GIVEN TEXT:

Content starts

Grid computing works in much the same way. At the local level, scientists can link their machines into "fabrics" of interconnected computers. When one machine becomes bogged down with particularly thorny calculations, it can request additional processing power from the others. In a global grid environment like the DataGrid, however, these fabrics can in turn be connected to form a larger fabric of labs and data centers that can span continents. Potentially, all these systems can then operate on a single problem like a vast, virtual supercomputer.
In the time since the first grid-computing experiments were conducted in 1995, a number of prominent projects have sprung up in academic environments around the world, including Asia and the United States. The European DataGrid will have to draw on the experience and expertise of all of these pioneering researchers if it is to achieve its goal of full operation by 2006.
Heavy Mental
The research labs of CERN are perhaps the ideal home for a project as complex as, and with as many challenges as, the DataGrid. For years, CERN scientists have wrangled not only with thorny problems of particle physics but with the computational problems the sciences face as well.
For example, in 1990 a CERN researcher named Tim Berners-Lee began work on an idea of how to connect far-flung research labs to form a single, global information resource. At that time, labs around the world were already producing volumes of data documenting their research, but there was no easy way for the scientists at one facility to reference the work of those at another.
Berners-Lee reasoned that in order to make the volumes of accumulated information accessible, it would be necessary to create a means of linking documents together. He based his idea on "hypertext" invented by Theodor Nelson, and the system he devised for linking hypertext documents across the Internet became known as the World Wide Web. A few years later, Marc Andreessen would create a graphical browser for accessing Web documents called first Mosaic and then Netscape — and the rest is history.
Today, CERN is rightfully proud of Berners-Lee's achievement. Moreover, it hopes that the world's scientific and business communities will recognize its foresight in sponsoring the research that led to the Web as evidence of the value of its ongoing computing projects. So far, so good: The DataGrid effort was officially launched in January 2001 with a sponsorship grant from the European Union to the tune of 9.8 million euros, and further contributions are forthcoming from CERN's various member nations.
Business Brains
Such generous support should probably be expected. After all, the hope is that the DataGrid will benefit a broad range of scientific research, including not just nuclear physics but biology and Earth observation as well. What's more, European countries are betting that grid technologies like those used in the CERN project could be put to use in the private sector as well.
Though it seems unlikely that any business will generate as much raw data as CERN's Large Hadron Collider, the sciences aren't the only area where there's demand for high-performance supercomputing. Financial-services companies, insurance agencies and engineers could all potentially take advantage of grid-computing power for statistical-modeling and data-mining applications.
So forget Moore's Law. The problem isn't that computers are as powerful as you'll ever need. It's just that you've been thinking too small. Tomorrow's supercomputers may be so large, in fact, that they cover the whole world. And to see them in action, you need look no further than 2006.

Content ends

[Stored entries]
Content starts

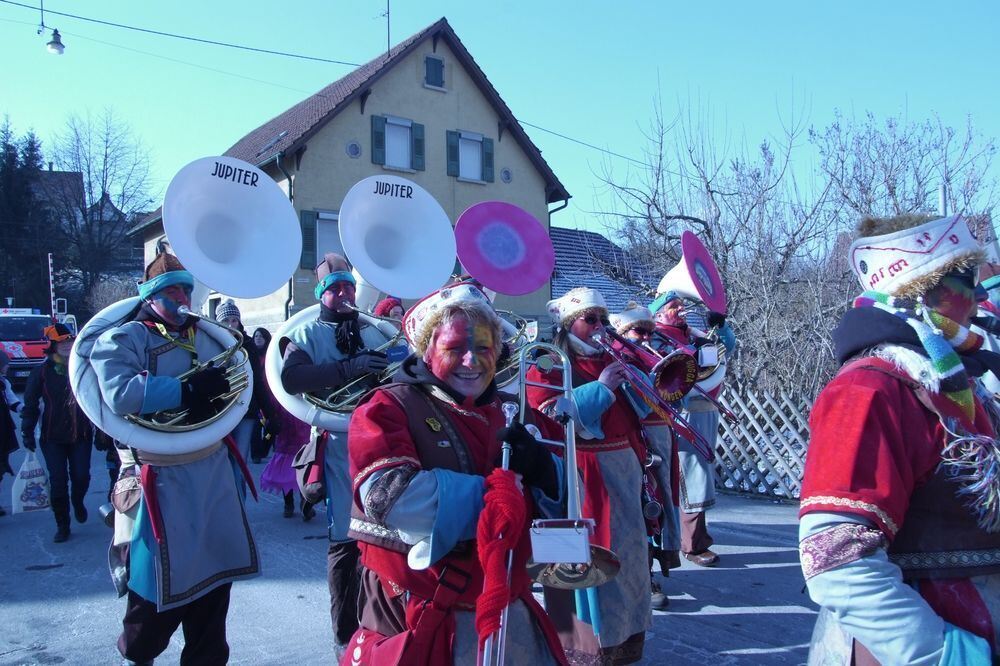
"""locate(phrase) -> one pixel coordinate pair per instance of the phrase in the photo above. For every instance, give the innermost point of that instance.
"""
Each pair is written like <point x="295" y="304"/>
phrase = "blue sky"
<point x="585" y="69"/>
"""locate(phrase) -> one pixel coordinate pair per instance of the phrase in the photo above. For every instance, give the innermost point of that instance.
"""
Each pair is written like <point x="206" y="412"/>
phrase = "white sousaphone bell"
<point x="400" y="242"/>
<point x="234" y="229"/>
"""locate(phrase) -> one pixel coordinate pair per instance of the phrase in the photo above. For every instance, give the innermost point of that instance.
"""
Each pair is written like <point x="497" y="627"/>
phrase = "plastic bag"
<point x="31" y="486"/>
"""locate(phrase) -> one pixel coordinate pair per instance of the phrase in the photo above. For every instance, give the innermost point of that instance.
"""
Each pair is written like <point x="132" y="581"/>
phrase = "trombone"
<point x="653" y="384"/>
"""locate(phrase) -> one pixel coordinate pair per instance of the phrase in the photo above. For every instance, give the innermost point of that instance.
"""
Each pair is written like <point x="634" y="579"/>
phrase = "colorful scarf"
<point x="942" y="340"/>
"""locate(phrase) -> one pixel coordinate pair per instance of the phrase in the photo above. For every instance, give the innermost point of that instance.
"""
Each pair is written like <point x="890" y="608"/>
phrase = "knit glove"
<point x="530" y="459"/>
<point x="200" y="390"/>
<point x="364" y="363"/>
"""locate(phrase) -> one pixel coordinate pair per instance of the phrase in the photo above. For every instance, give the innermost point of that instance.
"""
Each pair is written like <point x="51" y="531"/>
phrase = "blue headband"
<point x="153" y="285"/>
<point x="332" y="278"/>
<point x="662" y="300"/>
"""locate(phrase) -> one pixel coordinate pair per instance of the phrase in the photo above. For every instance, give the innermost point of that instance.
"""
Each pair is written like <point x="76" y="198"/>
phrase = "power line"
<point x="186" y="37"/>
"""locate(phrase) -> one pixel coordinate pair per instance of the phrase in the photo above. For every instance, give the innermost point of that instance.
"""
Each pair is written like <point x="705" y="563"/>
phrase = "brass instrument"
<point x="173" y="420"/>
<point x="652" y="386"/>
<point x="345" y="398"/>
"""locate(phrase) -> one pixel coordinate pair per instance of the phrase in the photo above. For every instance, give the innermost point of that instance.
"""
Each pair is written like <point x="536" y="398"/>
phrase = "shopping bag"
<point x="31" y="486"/>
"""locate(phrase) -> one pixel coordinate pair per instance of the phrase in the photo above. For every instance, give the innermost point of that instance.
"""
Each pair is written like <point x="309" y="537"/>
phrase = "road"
<point x="59" y="606"/>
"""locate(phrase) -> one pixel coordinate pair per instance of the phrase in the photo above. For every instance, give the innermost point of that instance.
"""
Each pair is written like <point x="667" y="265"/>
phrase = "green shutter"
<point x="452" y="153"/>
<point x="417" y="146"/>
<point x="488" y="160"/>
<point x="378" y="140"/>
<point x="307" y="219"/>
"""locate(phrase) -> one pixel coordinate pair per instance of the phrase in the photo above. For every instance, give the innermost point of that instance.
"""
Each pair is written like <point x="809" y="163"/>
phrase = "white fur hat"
<point x="418" y="320"/>
<point x="575" y="301"/>
<point x="632" y="315"/>
<point x="910" y="261"/>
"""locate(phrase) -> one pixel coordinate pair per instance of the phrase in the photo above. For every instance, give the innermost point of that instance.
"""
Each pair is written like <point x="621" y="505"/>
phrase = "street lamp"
<point x="55" y="46"/>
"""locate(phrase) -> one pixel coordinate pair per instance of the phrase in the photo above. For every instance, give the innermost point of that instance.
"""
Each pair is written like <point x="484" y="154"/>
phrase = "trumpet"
<point x="236" y="375"/>
<point x="656" y="386"/>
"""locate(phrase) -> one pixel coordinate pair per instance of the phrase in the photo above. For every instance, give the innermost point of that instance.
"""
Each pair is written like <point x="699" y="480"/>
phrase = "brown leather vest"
<point x="438" y="446"/>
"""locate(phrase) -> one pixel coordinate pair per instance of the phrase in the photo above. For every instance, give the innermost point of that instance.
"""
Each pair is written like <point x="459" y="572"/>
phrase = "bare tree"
<point x="115" y="186"/>
<point x="779" y="234"/>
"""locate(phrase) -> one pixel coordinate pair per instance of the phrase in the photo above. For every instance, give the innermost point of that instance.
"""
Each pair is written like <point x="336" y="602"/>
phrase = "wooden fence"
<point x="763" y="452"/>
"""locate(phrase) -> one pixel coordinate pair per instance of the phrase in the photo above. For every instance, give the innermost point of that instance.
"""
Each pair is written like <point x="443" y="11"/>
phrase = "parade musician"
<point x="421" y="449"/>
<point x="320" y="356"/>
<point x="181" y="534"/>
<point x="899" y="523"/>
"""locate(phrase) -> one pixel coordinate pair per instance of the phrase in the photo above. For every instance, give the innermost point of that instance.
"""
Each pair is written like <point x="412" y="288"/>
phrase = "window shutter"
<point x="307" y="219"/>
<point x="417" y="146"/>
<point x="488" y="160"/>
<point x="378" y="140"/>
<point x="452" y="153"/>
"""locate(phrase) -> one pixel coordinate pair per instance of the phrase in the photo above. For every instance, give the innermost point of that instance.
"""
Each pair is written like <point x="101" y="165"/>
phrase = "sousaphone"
<point x="234" y="229"/>
<point x="400" y="242"/>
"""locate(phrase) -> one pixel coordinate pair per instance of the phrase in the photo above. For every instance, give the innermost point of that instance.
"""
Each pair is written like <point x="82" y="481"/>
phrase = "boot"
<point x="60" y="507"/>
<point x="308" y="512"/>
<point x="80" y="512"/>
<point x="657" y="599"/>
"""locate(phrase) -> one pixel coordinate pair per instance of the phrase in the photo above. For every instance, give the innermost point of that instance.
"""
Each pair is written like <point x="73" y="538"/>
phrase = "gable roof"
<point x="291" y="129"/>
<point x="588" y="259"/>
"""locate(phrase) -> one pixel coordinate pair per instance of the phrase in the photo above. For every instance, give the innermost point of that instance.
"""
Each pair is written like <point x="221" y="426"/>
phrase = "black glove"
<point x="364" y="363"/>
<point x="200" y="391"/>
<point x="530" y="459"/>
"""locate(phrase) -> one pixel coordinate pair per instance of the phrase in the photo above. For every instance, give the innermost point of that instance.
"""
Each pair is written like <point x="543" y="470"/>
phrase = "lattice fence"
<point x="763" y="452"/>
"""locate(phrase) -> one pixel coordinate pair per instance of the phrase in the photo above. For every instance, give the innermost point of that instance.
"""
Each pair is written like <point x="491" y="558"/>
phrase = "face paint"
<point x="955" y="298"/>
<point x="463" y="356"/>
<point x="585" y="330"/>
<point x="166" y="301"/>
<point x="670" y="313"/>
<point x="339" y="296"/>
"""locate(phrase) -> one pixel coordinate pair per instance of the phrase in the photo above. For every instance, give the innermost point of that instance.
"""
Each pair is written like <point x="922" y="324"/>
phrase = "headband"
<point x="332" y="278"/>
<point x="153" y="285"/>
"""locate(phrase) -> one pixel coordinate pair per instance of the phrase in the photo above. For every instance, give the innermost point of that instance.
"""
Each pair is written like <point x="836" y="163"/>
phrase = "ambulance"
<point x="22" y="337"/>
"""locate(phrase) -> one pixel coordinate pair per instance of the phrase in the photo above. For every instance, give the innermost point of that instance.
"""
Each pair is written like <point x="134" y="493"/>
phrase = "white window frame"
<point x="467" y="145"/>
<point x="327" y="227"/>
<point x="396" y="135"/>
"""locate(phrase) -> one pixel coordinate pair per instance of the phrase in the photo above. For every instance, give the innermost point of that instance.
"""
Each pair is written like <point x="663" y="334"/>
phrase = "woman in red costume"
<point x="421" y="455"/>
<point x="610" y="453"/>
<point x="900" y="507"/>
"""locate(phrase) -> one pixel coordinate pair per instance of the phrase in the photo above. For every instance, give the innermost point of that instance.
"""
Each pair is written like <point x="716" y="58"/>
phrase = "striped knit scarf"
<point x="942" y="339"/>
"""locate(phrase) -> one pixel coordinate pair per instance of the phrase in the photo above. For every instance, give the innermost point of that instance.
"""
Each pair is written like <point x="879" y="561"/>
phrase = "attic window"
<point x="433" y="72"/>
<point x="272" y="143"/>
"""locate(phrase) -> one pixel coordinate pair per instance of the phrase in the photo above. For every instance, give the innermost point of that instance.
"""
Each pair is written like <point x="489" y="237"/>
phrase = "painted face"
<point x="639" y="334"/>
<point x="670" y="313"/>
<point x="588" y="325"/>
<point x="339" y="296"/>
<point x="955" y="298"/>
<point x="166" y="301"/>
<point x="231" y="322"/>
<point x="463" y="356"/>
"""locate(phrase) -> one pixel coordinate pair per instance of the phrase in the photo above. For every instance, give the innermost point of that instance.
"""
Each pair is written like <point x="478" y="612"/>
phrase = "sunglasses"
<point x="592" y="319"/>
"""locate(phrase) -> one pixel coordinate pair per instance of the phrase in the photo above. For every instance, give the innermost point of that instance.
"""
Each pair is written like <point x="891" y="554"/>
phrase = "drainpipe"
<point x="291" y="198"/>
<point x="555" y="210"/>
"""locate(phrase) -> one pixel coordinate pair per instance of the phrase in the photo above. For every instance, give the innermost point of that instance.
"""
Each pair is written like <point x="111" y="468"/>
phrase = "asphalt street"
<point x="59" y="607"/>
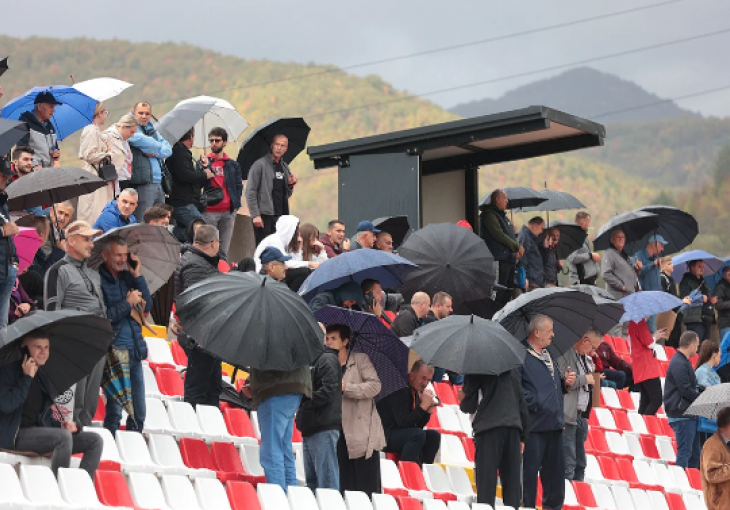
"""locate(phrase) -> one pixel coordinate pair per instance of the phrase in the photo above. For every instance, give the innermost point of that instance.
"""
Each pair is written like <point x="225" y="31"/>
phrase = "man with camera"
<point x="405" y="412"/>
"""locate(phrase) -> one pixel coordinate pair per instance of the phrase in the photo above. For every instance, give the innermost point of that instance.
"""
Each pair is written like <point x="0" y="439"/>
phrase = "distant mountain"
<point x="585" y="92"/>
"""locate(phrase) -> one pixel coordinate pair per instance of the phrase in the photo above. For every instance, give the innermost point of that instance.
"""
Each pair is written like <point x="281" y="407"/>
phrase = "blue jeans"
<point x="320" y="460"/>
<point x="184" y="215"/>
<point x="6" y="288"/>
<point x="688" y="442"/>
<point x="276" y="422"/>
<point x="114" y="410"/>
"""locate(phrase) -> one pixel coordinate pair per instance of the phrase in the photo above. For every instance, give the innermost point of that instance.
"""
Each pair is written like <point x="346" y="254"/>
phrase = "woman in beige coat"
<point x="93" y="151"/>
<point x="362" y="436"/>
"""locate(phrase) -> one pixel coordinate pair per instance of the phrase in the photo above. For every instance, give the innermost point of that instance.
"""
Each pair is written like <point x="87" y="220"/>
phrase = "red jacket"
<point x="644" y="361"/>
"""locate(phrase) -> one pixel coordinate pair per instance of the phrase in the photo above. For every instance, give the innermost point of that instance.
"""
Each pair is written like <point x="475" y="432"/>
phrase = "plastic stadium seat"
<point x="211" y="494"/>
<point x="413" y="479"/>
<point x="227" y="459"/>
<point x="242" y="496"/>
<point x="272" y="497"/>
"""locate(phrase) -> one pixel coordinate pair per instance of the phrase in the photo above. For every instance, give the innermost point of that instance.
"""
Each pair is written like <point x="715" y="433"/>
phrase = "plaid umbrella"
<point x="388" y="354"/>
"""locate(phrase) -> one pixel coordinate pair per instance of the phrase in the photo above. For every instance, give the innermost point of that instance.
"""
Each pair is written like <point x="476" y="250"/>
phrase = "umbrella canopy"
<point x="250" y="320"/>
<point x="75" y="112"/>
<point x="51" y="186"/>
<point x="27" y="243"/>
<point x="608" y="312"/>
<point x="642" y="304"/>
<point x="712" y="263"/>
<point x="572" y="237"/>
<point x="451" y="259"/>
<point x="518" y="197"/>
<point x="677" y="227"/>
<point x="468" y="345"/>
<point x="396" y="226"/>
<point x="10" y="132"/>
<point x="710" y="401"/>
<point x="388" y="354"/>
<point x="258" y="144"/>
<point x="635" y="224"/>
<point x="102" y="89"/>
<point x="222" y="114"/>
<point x="157" y="249"/>
<point x="78" y="341"/>
<point x="572" y="312"/>
<point x="390" y="270"/>
<point x="186" y="114"/>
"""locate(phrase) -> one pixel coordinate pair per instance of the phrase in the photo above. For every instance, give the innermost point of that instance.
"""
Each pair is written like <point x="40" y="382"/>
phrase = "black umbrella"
<point x="572" y="237"/>
<point x="10" y="132"/>
<point x="258" y="144"/>
<point x="78" y="341"/>
<point x="677" y="227"/>
<point x="396" y="226"/>
<point x="608" y="312"/>
<point x="635" y="224"/>
<point x="572" y="312"/>
<point x="468" y="345"/>
<point x="451" y="259"/>
<point x="51" y="186"/>
<point x="250" y="320"/>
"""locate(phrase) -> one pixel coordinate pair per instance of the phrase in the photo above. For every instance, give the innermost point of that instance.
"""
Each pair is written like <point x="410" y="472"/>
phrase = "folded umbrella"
<point x="390" y="270"/>
<point x="157" y="249"/>
<point x="572" y="312"/>
<point x="642" y="304"/>
<point x="468" y="345"/>
<point x="635" y="224"/>
<point x="78" y="341"/>
<point x="388" y="354"/>
<point x="451" y="259"/>
<point x="75" y="112"/>
<point x="258" y="144"/>
<point x="51" y="186"/>
<point x="250" y="320"/>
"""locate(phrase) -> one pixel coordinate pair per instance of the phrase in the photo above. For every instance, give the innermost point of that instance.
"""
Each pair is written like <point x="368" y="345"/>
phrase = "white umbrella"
<point x="102" y="89"/>
<point x="222" y="114"/>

Content ends

WORK INSTRUCTION A: In the grid-computing passage, how large was the European Union grant that launched the DataGrid?
WORK INSTRUCTION B: Swap "biology" for "medicine" and write out the grid-computing passage between "Today, CERN is" and "sector as well.", inclusive.

EXERCISE OUTPUT A: 9.8 million euros

EXERCISE OUTPUT B:
Today, CERN is rightfully proud of Berners-Lee's achievement. Moreover, it hopes that the world's scientific and business communities will recognize its foresight in sponsoring the research that led to the Web as evidence of the value of its ongoing computing projects. So far, so good: The DataGrid effort was officially launched in January 2001 with a sponsorship grant from the European Union to the tune of 9.8 million euros, and further contributions are forthcoming from CERN's various member nations.
Business Brains
Such generous support should probably be expected. After all, the hope is that the DataGrid will benefit a broad range of scientific research, including not just nuclear physics but medicine and Earth observation as well. What's more, European countries are betting that grid technologies like those used in the CERN project could be put to use in the private sector as well.